SELECTED TEXT:
##############################

The year 2025 is shaping up to be a complex and potentially turbulent period for the Organization of the Petroleum Exporting Countries (OPEC). According to analysts from DNB Markets, OPEC could face significant hurdles in maintaining stable oil prices and market equilibrium due to a convergence of challenging factors.
Several critical issues are expected to test OPEC’s strategies in 2025, including a possible oversupply of oil, slower global demand, and the broader implications of OPEC’s production policies.
The core of OPEC’s challenges lies in the anticipated market conditions for 2025. Analysts from DNB Markets predict that the oil market may shift toward a moderate oversupply, even if OPEC continues with its current production cuts.
One of the main concerns is the robust growth in oil supply from non-OPEC countries, which hit a record 3.2 million barrels per day (mb/d) year-over-year (YOY) in 2023. Although this growth is expected to decelerate, it is still projected to average 1.5 mb/d YOY in both 2024 and 2025.

##############################

Collection entries:
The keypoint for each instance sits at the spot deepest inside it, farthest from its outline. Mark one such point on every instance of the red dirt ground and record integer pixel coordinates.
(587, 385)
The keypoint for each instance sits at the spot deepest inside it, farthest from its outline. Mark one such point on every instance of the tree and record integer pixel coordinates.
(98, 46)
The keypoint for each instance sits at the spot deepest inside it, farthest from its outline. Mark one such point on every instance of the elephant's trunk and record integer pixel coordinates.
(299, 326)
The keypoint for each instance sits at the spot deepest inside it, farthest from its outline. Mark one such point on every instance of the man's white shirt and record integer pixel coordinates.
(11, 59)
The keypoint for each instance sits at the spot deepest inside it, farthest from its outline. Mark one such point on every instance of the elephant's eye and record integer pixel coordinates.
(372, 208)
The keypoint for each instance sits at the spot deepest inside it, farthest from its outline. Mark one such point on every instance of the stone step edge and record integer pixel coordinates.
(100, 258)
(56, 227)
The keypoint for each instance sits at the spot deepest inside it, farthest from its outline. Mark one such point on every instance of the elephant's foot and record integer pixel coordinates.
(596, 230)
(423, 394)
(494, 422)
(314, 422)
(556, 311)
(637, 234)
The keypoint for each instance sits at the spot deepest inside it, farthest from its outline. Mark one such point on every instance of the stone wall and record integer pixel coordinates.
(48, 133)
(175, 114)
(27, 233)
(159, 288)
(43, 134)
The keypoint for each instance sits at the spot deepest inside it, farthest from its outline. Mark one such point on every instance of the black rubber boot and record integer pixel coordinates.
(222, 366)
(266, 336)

##############################

WORK REQUEST A:
Copy the OPEC passage starting at "The year 2025" and ending at "current production cuts.", renaming "DNB Markets" to "DNB".
WORK REQUEST B:
According to the OPEC passage, by how much did oil supply from non-OPEC countries grow year-over-year in 2023?
These rows were taken from a different source.

EXPECTED ANSWER A:
The year 2025 is shaping up to be a complex and potentially turbulent period for the Organization of the Petroleum Exporting Countries (OPEC). According to analysts from DNB, OPEC could face significant hurdles in maintaining stable oil prices and market equilibrium due to a convergence of challenging factors.
Several critical issues are expected to test OPEC’s strategies in 2025, including a possible oversupply of oil, slower global demand, and the broader implications of OPEC’s production policies.
The core of OPEC’s challenges lies in the anticipated market conditions for 2025. Analysts from DNB predict that the oil market may shift toward a moderate oversupply, even if OPEC continues with its current production cuts.

EXPECTED ANSWER B:
A record 3.2 million barrels per day.